▶ [Written task 1] Repeat from the passage about the two widows the portion starting at "In many respects" and ending at "neighbours have been.".
▶ [Written task 2] In the passage about the two widows, the writer says that their move into smaller flats illustrates their differing perspectives. In one to three sentences, explain why this point shows the difference between them.
▶ [Written task 3] Resume the passage about the two widows, starting right after its last sentence.

▶ [Text to read]

I know two women, both widowed, who illustrate the difference between the cheerful and the gloomy. One, in her early fifties, lost her husband suddenly to a heart attack. The other, in her seventies, lost hers after a long illness. For both, life has struck a hard blow and ones sympathies are with them. However, while one would imagine that the younger one, with time on her side to build a new life, would have come to terms with her loss, she is sunk in a depression that refuses to lift. On the other hand, the older one, ironically, at an age when she herself needs bolstering, continues to take a positive outlook and, at least in company, is cheerful and philosophical.
In many respects their circumstances are very similar. Both of them have been left comfortably off, both have had happy marriages, both have children who are well settled, and though for differing reasons, both have moved into smaller flats. This last point illustrates their differing perspectives. While the younger one moans and groans about how cramped her flat is, how claustrophobic, and how unfriendly the neighbours are, the older one enthuses about how much easier it is to look after a smaller place, how convenient it is, and how kind the neighbours have been.

[Records held in a dataset]
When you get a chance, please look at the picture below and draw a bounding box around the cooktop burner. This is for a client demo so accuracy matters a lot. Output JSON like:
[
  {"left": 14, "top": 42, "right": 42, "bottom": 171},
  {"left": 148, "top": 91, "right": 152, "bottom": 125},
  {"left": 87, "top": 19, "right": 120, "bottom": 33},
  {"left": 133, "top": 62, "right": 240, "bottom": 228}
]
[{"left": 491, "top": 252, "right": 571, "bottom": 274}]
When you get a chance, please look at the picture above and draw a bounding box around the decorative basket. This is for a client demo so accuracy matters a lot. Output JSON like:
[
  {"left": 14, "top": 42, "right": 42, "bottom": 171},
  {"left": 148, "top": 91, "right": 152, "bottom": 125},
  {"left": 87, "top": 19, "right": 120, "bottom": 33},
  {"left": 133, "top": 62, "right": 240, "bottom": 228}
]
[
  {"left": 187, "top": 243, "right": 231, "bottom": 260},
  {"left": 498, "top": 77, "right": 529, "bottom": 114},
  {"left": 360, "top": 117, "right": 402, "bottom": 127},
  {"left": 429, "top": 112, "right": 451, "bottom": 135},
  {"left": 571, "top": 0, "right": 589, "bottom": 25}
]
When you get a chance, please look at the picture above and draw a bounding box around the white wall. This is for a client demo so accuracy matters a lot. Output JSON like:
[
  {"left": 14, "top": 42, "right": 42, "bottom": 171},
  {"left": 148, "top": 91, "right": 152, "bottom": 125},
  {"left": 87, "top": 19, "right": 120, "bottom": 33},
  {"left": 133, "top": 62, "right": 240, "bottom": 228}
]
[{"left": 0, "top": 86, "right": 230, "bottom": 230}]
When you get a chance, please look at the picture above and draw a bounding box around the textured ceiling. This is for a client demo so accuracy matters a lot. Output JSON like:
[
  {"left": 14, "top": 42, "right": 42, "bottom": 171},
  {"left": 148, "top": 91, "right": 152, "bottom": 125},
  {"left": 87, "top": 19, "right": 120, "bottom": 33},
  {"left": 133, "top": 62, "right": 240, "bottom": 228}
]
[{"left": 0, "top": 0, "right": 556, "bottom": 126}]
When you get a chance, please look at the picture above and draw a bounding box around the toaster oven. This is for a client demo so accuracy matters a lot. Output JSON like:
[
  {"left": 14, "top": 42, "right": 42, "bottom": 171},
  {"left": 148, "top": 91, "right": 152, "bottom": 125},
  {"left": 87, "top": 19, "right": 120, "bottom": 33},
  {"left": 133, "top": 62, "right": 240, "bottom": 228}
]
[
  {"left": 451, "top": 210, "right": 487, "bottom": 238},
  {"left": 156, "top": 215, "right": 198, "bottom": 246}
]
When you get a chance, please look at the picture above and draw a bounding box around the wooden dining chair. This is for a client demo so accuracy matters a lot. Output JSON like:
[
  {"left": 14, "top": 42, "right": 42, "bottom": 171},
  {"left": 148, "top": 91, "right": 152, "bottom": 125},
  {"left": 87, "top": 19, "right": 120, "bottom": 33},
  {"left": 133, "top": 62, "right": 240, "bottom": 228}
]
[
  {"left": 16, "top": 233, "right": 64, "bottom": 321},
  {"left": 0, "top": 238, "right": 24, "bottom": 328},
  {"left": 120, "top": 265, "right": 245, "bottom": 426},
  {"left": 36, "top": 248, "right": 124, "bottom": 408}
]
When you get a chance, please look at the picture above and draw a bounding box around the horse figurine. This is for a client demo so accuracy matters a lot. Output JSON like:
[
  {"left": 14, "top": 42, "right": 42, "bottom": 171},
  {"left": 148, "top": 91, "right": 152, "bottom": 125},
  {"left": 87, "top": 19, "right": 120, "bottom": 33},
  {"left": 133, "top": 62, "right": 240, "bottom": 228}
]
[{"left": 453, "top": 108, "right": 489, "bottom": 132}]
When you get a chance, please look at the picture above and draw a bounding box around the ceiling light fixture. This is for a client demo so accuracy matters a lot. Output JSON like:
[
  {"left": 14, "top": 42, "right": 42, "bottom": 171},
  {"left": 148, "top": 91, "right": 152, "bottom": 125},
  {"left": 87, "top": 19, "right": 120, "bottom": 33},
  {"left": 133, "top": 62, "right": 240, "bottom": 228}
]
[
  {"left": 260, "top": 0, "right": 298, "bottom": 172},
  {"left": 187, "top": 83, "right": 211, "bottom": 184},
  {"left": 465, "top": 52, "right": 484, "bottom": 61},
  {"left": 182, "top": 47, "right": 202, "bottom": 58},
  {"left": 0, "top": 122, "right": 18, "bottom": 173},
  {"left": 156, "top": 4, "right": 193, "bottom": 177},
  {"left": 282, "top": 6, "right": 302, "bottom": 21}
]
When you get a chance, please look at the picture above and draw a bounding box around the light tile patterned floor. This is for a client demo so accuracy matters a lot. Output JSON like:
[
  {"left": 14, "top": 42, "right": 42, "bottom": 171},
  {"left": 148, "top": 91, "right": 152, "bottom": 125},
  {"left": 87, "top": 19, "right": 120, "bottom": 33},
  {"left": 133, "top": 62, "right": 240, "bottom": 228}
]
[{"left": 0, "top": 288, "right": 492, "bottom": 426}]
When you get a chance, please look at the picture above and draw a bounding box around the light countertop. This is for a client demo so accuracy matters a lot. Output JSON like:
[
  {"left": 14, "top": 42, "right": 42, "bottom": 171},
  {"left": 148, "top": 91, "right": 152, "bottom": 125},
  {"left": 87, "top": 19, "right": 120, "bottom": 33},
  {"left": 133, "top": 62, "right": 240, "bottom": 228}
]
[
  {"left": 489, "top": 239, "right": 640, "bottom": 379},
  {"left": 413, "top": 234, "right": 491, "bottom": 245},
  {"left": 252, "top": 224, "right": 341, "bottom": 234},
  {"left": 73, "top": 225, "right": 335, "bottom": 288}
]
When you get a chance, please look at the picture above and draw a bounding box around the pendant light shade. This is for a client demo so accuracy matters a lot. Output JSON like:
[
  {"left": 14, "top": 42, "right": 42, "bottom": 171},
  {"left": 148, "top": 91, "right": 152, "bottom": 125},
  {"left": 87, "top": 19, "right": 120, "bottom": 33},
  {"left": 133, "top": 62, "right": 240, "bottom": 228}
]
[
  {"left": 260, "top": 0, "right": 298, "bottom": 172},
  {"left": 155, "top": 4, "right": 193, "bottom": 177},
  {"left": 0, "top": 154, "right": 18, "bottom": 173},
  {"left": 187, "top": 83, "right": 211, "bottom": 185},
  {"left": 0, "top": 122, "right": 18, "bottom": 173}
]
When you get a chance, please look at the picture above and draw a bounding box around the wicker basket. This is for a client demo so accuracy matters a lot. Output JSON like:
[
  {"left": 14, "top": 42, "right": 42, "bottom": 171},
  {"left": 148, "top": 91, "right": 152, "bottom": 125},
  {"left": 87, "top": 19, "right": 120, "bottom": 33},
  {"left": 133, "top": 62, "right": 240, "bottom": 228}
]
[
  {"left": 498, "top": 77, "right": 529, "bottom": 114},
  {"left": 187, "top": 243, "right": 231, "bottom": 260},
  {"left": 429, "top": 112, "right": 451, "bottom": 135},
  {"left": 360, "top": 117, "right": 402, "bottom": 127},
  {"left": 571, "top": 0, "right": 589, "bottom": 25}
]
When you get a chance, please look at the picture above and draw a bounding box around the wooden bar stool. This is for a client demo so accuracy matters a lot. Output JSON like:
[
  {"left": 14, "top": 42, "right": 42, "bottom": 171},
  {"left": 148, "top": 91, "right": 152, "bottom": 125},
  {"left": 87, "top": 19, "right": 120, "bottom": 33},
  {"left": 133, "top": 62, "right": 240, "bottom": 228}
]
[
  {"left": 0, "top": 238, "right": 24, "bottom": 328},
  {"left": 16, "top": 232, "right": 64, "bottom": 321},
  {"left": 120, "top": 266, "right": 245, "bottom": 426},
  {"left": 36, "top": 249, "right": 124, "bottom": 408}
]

▶ [Expected answer 1]
In many respects their circumstances are very similar. Both of them have been left comfortably off, both have had happy marriages, both have children who are well settled, and though for differing reasons, both have moved into smaller flats. This last point illustrates their differing perspectives. While the younger one moans and groans about how cramped her flat is, how claustrophobic, and how unfriendly the neighbours are, the older one enthuses about how much easier it is to look after a smaller place, how convenient it is, and how kind the neighbours have been.

▶ [Expected answer 2] The younger widow complains that her flat is cramped and claustrophobic and that the neighbors are unfriendly. The older widow enthuses that a smaller place is easier to look after and convenient, and that the neighbors have been kind. The same change in circumstances thus draws a gloomy response from one and a cheerful response from the other.

▶ [Expected answer 3]
It is not widowhood that has made them this way. For all the years I have known her, the younger one has moaned and groaned, and spoken despairingly about her karma. Though the death of her husband has given her a genuine reason for misery, she has always felt, and with no justification, that life has been unkind to her. The older lady, on the other hand, has always seen the bright side of things, and been buoyant about life.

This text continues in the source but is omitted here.